BEGIN Excerpted records
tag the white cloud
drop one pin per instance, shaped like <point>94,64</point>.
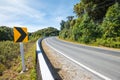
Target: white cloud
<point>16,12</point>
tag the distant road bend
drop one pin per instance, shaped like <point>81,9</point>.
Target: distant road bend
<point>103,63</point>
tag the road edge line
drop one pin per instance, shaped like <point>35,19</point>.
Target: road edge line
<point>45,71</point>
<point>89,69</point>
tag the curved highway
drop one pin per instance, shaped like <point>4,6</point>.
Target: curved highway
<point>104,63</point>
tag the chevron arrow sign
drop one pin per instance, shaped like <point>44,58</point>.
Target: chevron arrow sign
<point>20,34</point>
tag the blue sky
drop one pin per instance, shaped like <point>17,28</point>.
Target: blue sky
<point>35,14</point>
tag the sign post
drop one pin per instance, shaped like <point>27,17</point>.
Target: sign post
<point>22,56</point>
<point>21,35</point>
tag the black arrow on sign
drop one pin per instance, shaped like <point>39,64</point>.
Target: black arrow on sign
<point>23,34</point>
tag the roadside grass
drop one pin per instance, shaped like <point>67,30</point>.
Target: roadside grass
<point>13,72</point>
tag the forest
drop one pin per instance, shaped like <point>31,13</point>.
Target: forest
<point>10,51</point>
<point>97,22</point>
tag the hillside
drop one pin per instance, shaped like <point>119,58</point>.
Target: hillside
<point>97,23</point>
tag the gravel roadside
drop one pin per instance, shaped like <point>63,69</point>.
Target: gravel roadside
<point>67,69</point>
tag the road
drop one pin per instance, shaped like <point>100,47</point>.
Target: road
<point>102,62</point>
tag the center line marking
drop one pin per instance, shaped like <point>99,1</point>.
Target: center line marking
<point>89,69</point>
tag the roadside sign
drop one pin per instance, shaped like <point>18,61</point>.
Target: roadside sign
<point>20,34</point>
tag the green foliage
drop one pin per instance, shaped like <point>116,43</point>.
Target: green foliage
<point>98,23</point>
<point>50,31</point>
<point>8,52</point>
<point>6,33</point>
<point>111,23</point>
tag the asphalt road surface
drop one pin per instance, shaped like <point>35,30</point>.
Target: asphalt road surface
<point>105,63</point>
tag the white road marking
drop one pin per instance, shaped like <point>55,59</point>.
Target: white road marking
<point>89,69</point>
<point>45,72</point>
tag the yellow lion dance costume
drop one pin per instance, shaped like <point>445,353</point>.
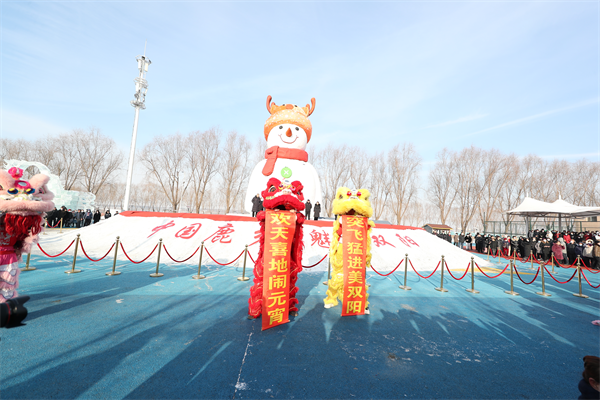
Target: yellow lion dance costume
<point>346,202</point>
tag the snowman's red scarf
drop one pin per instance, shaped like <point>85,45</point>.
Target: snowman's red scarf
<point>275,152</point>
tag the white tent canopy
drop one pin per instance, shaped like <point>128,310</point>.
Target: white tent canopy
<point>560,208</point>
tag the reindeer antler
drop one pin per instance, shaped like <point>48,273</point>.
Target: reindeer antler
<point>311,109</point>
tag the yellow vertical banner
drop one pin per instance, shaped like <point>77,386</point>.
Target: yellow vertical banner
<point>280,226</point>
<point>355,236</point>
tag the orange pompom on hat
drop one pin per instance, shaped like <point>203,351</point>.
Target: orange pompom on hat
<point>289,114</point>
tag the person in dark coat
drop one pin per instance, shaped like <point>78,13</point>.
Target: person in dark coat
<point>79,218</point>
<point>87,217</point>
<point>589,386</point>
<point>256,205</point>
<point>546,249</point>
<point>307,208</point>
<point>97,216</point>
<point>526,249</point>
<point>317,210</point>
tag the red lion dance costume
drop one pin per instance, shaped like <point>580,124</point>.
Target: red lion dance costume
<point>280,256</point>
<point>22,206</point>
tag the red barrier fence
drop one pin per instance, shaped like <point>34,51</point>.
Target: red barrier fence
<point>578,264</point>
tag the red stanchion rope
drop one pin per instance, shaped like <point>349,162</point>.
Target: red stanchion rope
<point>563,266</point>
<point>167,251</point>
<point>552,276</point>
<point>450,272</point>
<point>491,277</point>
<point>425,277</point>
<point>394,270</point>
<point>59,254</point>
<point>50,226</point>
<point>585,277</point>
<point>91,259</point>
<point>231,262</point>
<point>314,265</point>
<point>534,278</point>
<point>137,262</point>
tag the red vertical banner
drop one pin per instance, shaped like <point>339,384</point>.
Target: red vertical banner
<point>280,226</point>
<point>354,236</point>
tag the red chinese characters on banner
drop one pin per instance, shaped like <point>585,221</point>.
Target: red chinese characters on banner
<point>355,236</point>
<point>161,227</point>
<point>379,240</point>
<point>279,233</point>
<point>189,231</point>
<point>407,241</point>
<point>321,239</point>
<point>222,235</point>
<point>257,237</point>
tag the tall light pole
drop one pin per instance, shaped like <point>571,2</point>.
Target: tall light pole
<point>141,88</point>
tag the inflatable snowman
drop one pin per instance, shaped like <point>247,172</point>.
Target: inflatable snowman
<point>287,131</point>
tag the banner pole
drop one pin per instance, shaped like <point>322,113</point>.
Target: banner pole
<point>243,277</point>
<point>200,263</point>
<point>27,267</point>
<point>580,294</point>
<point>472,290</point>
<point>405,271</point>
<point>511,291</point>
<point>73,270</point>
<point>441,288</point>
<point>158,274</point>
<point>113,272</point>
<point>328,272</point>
END Excerpted records
**Problem**. Can you turn every line of the entries above into a numbered list, skipping blank lines and leaving the pictures out?

**Response to the exercise**.
1. tag the white cloud
2. drop one pin per instance, shaped like <point>94,64</point>.
3. Target: white cloud
4. <point>16,12</point>
5. tag the distant road bend
6. drop one pin per instance, shaped like <point>81,9</point>.
7. Target: distant road bend
8. <point>103,63</point>
9. tag the road edge line
10. drop one pin per instance, shaped like <point>35,19</point>.
11. Target: road edge line
12. <point>45,71</point>
13. <point>89,69</point>
14. tag the curved highway
15. drop one pin per instance, shaped like <point>4,6</point>.
16. Target: curved highway
17. <point>104,63</point>
18. tag the chevron arrow sign
19. drop one pin per instance, shaped like <point>44,58</point>.
20. Target: chevron arrow sign
21. <point>20,34</point>
22. tag the blue sky
23. drop one pin per instance, shaped like <point>17,28</point>.
24. Target: blue sky
25. <point>35,14</point>
26. tag the sign post
27. drop one pin per instance, shaped like <point>27,17</point>.
28. Target: sign post
29. <point>22,56</point>
30. <point>21,35</point>
31. tag the black arrow on sign
32. drop one pin per instance, shaped like <point>39,64</point>.
33. Target: black arrow on sign
34. <point>23,34</point>
35. tag the roadside grass
36. drop one pin per instance, shaped like <point>67,30</point>.
37. Target: roadside grass
38. <point>13,72</point>
39. tag the forest
40. drop one pin per instance, shaped like <point>31,13</point>.
41. Target: forest
42. <point>10,51</point>
43. <point>97,22</point>
44. tag the hillside
45. drop one pin per instance, shaped like <point>119,58</point>.
46. Target: hillside
47. <point>97,23</point>
48. tag the gravel roadside
49. drop one pin per instance, shaped like <point>63,69</point>.
50. Target: gravel roadside
51. <point>67,69</point>
52. tag the road
53. drop one pin per instance, shaped like <point>100,47</point>.
54. Target: road
55. <point>102,62</point>
56. tag the center line marking
57. drop one pin per instance, shaped like <point>99,1</point>.
58. Target: center line marking
59. <point>89,69</point>
60. tag the roadside sign
61. drop one pin per instance, shaped like <point>18,61</point>.
62. Target: roadside sign
63. <point>20,34</point>
64. tag the green foliage
65. drop one pin per instance, shaped like <point>116,43</point>.
66. Target: green foliage
67. <point>98,23</point>
68. <point>50,31</point>
69. <point>8,52</point>
70. <point>6,33</point>
71. <point>111,23</point>
72. tag the asphalt road surface
73. drop one pin per instance, shaped like <point>35,30</point>.
74. Target: asphalt road surface
75. <point>105,63</point>
76. tag the white road marking
77. drop one pin per instance, shaped like <point>55,59</point>.
78. Target: white road marking
79. <point>89,69</point>
80. <point>45,72</point>
81. tag the yellow lion dance costume
82. drop one pin per instance, shaped like <point>445,353</point>.
83. Target: yellow lion dance costume
84. <point>346,202</point>
85. tag the snowman's red scarf
86. drop one pin per instance, shaped like <point>85,45</point>.
87. Target: snowman's red scarf
88. <point>275,152</point>
89. tag the white tent canopy
90. drop one pin per instance, shaped like <point>128,310</point>.
91. Target: white tent canopy
92. <point>560,208</point>
93. tag the reindeer antler
94. drop one pin per instance, shaped like <point>48,273</point>.
95. Target: reindeer antler
96. <point>311,109</point>
97. tag the yellow vertical banner
98. drop one pin per instance, shaped like <point>77,386</point>.
99. Target: yellow vertical banner
100. <point>280,226</point>
101. <point>355,236</point>
102. tag the orange pompom on hat
103. drop one pin per instance, shaped like <point>203,351</point>.
104. Target: orange pompom on hat
105. <point>289,114</point>
106. tag the person in dark coat
107. drop one pin per instance, shaped like <point>78,13</point>.
108. Target: person in dark coat
109. <point>79,218</point>
110. <point>87,217</point>
111. <point>589,386</point>
112. <point>256,205</point>
113. <point>546,249</point>
114. <point>307,208</point>
115. <point>97,216</point>
116. <point>526,249</point>
117. <point>317,210</point>
118. tag the red lion dance costume
119. drop one pin per instance, shaped like <point>580,124</point>.
120. Target: red lion dance costume
121. <point>280,256</point>
122. <point>22,206</point>
123. tag the red barrier fence
124. drop one pin per instance, shaped like <point>34,51</point>.
125. Target: red barrier fence
126. <point>578,264</point>
127. tag the red stanchion rope
128. drop one pin per instance, shaped like <point>349,162</point>.
129. Target: red stanchion rope
130. <point>563,266</point>
131. <point>167,251</point>
132. <point>552,276</point>
133. <point>450,272</point>
134. <point>491,277</point>
135. <point>425,277</point>
136. <point>394,270</point>
137. <point>59,254</point>
138. <point>50,226</point>
139. <point>585,277</point>
140. <point>91,259</point>
141. <point>231,262</point>
142. <point>314,265</point>
143. <point>534,278</point>
144. <point>137,262</point>
145. tag the red vertical banner
146. drop one pin per instance, shaped like <point>339,384</point>.
147. Target: red vertical banner
148. <point>280,226</point>
149. <point>354,236</point>
150. tag the red chinese characters on banner
151. drop one pin per instance, shaped like <point>585,221</point>.
152. Target: red chinese characters on banner
153. <point>355,236</point>
154. <point>161,227</point>
155. <point>379,240</point>
156. <point>279,233</point>
157. <point>189,231</point>
158. <point>407,241</point>
159. <point>321,239</point>
160. <point>222,235</point>
161. <point>257,237</point>
162. tag the tall light pole
163. drop one pin per instance, shaped like <point>571,2</point>.
164. Target: tall light pole
165. <point>141,88</point>
166. tag the inflatable snowman
167. drop one pin per instance, shaped like <point>247,172</point>.
168. Target: inflatable snowman
169. <point>287,131</point>
170. tag the banner pole
171. drop one pin per instance, shaped like <point>322,113</point>.
172. Target: banner pole
173. <point>243,277</point>
174. <point>200,263</point>
175. <point>27,267</point>
176. <point>580,294</point>
177. <point>472,290</point>
178. <point>405,271</point>
179. <point>511,291</point>
180. <point>73,270</point>
181. <point>441,288</point>
182. <point>158,274</point>
183. <point>113,272</point>
184. <point>328,272</point>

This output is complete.